Start of MATERIAL TO PROCESS

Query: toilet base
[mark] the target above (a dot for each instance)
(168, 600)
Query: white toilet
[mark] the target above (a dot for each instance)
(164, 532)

End of MATERIAL TO PROCESS

**EXERCISE OBJECTIVE:** Could you put the listing above into a JSON list of strings, with one string per line and any blank lines left out?

**FINAL RESULT:**
[
  "Query: toilet base",
  "[mark] the target above (a dot for each instance)",
  "(168, 600)",
  "Query: white toilet",
  "[mark] the target above (a dot for each instance)",
  "(164, 532)"
]